Change "dark blue" to "navy" in the part of the material that opens with the line containing "Indicate the trouser" and closes at the end of the material, and give those lines back with nothing else altered.
** Begin Supplied data **
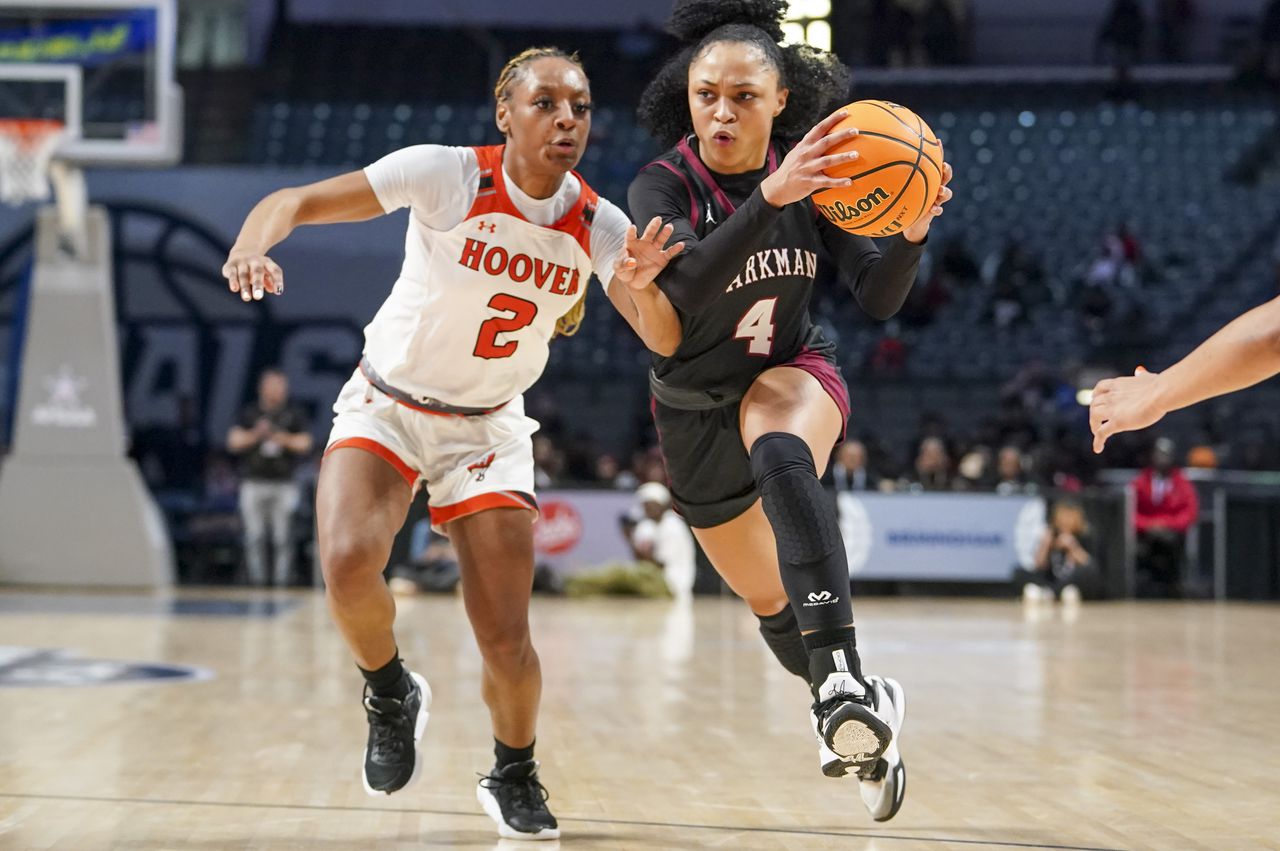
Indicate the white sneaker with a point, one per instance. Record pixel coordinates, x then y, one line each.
1033 593
883 785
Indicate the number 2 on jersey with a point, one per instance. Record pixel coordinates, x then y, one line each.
488 344
757 325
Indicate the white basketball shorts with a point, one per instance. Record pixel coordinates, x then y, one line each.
466 463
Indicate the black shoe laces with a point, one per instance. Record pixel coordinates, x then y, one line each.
824 708
389 726
525 792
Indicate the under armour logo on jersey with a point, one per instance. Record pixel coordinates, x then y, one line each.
481 466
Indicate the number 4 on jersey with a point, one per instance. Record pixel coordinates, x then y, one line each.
757 325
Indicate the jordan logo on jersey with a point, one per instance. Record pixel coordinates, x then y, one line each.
776 262
497 261
481 466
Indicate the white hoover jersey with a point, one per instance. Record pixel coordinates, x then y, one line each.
488 271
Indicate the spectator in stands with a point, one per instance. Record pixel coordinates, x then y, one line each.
1064 563
1120 37
958 262
1270 41
432 566
663 538
609 472
888 357
213 33
973 472
1175 21
1011 476
890 33
1165 508
548 462
938 33
1275 262
272 439
932 470
850 471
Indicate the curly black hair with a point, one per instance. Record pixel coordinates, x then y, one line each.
818 81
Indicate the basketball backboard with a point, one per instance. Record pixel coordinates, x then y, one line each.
127 105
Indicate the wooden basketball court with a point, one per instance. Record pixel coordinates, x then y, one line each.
1130 726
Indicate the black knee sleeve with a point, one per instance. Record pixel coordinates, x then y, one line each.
803 516
782 635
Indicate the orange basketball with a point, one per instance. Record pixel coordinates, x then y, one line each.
896 177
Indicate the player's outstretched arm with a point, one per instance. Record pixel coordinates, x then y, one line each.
248 270
634 293
1244 352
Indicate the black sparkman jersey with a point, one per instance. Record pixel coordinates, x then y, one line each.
759 315
762 318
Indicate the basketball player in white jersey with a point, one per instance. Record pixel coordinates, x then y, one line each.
502 242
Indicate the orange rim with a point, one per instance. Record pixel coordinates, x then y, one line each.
28 132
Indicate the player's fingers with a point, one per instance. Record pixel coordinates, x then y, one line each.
621 270
650 229
277 277
832 140
1102 435
832 160
236 277
824 126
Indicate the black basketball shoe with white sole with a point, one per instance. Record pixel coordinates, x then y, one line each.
516 801
883 785
392 759
846 723
882 782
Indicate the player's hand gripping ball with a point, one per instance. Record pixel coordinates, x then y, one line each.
896 177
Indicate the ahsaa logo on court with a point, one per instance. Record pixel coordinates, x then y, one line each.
26 667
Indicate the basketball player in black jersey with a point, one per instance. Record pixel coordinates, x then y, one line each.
752 402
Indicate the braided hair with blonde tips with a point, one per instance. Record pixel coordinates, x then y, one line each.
817 79
511 73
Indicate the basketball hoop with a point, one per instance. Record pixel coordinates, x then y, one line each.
26 150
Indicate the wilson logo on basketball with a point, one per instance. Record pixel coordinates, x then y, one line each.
558 527
841 211
497 261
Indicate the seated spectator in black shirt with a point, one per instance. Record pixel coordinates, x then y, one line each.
849 471
1064 563
932 470
272 439
1011 474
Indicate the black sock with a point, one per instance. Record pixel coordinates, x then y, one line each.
391 680
826 659
803 516
782 635
507 754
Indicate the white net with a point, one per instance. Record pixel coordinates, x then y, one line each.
26 149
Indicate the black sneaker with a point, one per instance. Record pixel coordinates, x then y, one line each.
392 760
517 803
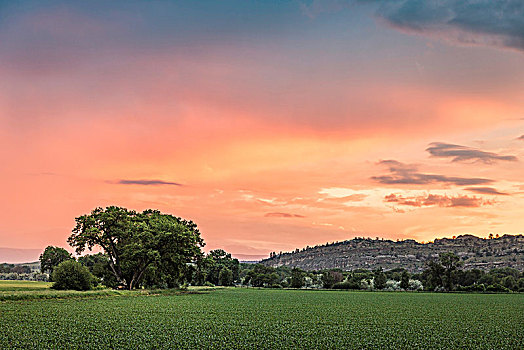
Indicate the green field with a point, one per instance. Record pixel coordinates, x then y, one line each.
267 319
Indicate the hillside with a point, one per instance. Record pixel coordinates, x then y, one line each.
505 251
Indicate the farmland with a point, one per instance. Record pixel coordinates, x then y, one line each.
252 318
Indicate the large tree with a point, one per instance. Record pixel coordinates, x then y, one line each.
51 257
136 243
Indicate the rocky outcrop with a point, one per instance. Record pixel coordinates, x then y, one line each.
367 253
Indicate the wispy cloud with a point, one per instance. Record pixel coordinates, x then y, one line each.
486 190
405 174
482 22
147 182
437 200
463 153
283 215
488 23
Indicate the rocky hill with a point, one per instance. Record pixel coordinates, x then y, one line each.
366 253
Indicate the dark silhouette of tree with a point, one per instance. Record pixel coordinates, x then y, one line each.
135 243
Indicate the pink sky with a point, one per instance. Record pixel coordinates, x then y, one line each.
278 139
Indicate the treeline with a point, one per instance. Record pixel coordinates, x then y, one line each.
442 274
20 272
150 249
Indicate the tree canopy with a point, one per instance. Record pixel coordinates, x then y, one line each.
135 243
51 257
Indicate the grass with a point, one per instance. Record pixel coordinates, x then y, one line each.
269 319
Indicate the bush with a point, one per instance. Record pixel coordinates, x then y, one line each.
71 274
415 285
496 287
346 285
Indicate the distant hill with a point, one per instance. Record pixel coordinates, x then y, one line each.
366 253
19 255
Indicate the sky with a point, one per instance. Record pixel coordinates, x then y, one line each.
273 125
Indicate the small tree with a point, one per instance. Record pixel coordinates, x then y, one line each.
380 279
450 262
71 274
225 277
51 257
297 278
404 280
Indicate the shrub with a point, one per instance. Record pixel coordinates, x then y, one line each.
496 287
392 285
71 274
346 285
415 285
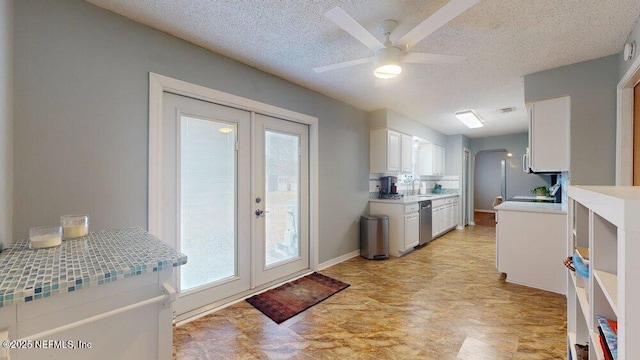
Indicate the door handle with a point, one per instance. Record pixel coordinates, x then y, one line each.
260 213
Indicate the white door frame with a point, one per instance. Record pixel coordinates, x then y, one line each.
624 122
466 188
158 84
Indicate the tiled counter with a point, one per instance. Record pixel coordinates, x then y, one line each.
102 272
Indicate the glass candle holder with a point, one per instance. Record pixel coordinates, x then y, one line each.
74 226
45 236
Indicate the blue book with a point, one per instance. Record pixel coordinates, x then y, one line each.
609 336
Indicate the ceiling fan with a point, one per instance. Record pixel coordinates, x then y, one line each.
388 57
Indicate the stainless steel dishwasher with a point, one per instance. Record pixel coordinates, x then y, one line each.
426 223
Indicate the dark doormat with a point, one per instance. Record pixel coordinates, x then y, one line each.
294 297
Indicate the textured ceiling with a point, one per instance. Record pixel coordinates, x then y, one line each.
502 40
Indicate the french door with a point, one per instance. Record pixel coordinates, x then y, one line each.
235 198
280 198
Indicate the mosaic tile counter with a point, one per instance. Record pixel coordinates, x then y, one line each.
96 259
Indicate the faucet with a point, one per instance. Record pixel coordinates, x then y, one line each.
413 183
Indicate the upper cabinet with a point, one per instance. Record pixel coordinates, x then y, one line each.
431 160
390 151
549 135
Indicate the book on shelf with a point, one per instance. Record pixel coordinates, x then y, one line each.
604 346
608 336
584 253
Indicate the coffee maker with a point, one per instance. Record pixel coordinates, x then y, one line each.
388 185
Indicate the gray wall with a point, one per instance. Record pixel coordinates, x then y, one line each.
6 129
487 178
455 144
518 182
592 86
634 36
81 129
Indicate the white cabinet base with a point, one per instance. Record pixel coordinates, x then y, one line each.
142 333
530 248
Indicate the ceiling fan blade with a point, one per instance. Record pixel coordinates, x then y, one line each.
348 24
435 21
424 58
343 64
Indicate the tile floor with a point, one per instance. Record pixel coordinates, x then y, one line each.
443 301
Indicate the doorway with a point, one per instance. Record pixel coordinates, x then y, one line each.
466 186
215 156
636 135
232 188
489 179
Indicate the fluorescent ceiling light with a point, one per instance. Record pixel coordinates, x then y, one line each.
387 63
470 118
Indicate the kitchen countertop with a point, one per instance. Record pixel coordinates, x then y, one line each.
412 199
93 260
554 208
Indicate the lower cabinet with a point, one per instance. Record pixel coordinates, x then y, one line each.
530 248
404 225
444 215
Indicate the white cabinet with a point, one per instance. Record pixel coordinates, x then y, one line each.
444 215
411 230
390 151
549 135
431 159
407 154
437 221
394 151
530 246
404 225
604 219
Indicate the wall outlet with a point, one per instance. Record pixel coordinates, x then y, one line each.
4 336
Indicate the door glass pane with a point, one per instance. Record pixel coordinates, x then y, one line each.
207 201
282 181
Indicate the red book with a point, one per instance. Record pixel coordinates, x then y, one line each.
604 346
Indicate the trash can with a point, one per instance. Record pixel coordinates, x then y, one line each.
374 237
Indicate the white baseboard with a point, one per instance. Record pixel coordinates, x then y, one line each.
338 260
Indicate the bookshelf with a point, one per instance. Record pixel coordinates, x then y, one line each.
606 221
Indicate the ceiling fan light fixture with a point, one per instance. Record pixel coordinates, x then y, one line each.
387 63
470 118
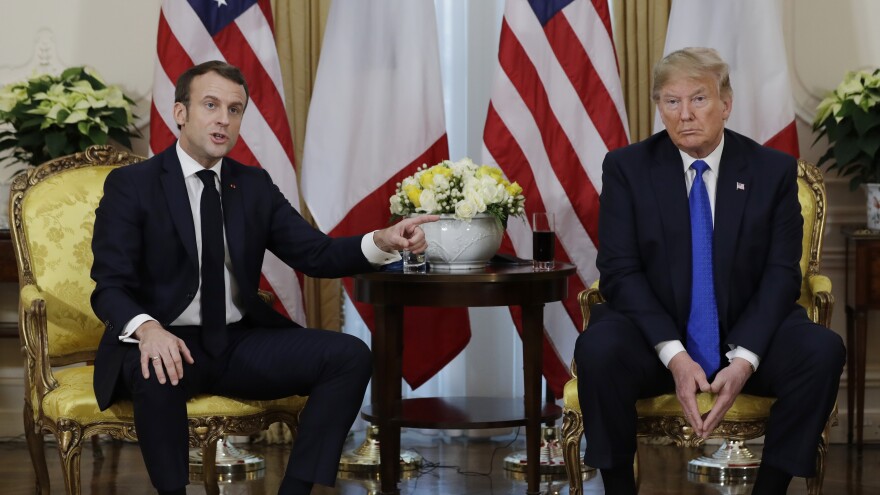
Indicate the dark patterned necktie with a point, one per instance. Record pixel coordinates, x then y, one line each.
702 331
213 254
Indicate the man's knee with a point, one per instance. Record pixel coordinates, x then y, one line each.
356 356
827 350
603 344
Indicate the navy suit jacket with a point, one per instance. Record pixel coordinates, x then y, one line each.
146 260
644 255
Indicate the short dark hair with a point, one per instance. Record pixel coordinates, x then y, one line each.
224 70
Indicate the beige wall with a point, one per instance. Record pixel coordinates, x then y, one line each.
118 37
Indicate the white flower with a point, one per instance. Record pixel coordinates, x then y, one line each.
428 201
461 188
465 209
397 207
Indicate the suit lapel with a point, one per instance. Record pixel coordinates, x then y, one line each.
178 202
734 181
667 177
233 213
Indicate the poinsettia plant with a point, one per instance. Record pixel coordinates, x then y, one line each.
54 115
850 117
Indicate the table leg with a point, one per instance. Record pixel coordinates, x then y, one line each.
387 371
533 342
851 383
861 321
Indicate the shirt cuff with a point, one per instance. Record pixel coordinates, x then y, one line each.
667 349
742 352
374 255
131 326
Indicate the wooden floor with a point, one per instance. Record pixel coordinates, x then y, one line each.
455 465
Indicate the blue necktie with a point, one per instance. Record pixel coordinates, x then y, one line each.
702 338
213 255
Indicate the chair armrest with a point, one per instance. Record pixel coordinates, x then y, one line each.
39 379
822 299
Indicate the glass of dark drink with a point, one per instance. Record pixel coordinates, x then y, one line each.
543 241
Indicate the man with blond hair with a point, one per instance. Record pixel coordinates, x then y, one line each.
700 233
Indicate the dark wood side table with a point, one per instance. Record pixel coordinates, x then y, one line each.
389 292
862 294
8 273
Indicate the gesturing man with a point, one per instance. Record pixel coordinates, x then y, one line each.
178 245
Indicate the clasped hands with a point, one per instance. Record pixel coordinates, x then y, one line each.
690 379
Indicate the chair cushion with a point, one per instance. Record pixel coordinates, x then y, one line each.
75 398
58 216
745 407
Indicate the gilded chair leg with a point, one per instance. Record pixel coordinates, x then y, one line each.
814 485
209 468
69 435
38 453
572 431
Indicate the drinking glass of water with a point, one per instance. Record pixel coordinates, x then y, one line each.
543 241
413 262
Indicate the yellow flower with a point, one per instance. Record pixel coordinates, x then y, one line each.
427 178
413 192
514 189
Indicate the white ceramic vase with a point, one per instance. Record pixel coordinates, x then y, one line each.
455 244
873 193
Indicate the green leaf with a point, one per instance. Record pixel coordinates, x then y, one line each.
55 143
98 136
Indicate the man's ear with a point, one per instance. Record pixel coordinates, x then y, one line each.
179 113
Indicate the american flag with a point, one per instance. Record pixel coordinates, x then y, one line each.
556 109
376 115
240 33
763 107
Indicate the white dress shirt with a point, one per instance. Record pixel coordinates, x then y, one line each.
669 348
192 315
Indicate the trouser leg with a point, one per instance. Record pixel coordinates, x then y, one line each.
802 370
615 368
332 368
161 424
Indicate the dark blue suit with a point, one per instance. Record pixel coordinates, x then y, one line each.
146 261
644 262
** End Supplied data **
### [Exercise solution]
Indicate the trouser leg with a point, one per instance. Record pixel coordinates, x then y, one line each.
802 370
615 368
332 368
161 424
Indicate the navy suit with a point, one per instance. Record pixel coordinates, x then y, one line each.
146 261
644 262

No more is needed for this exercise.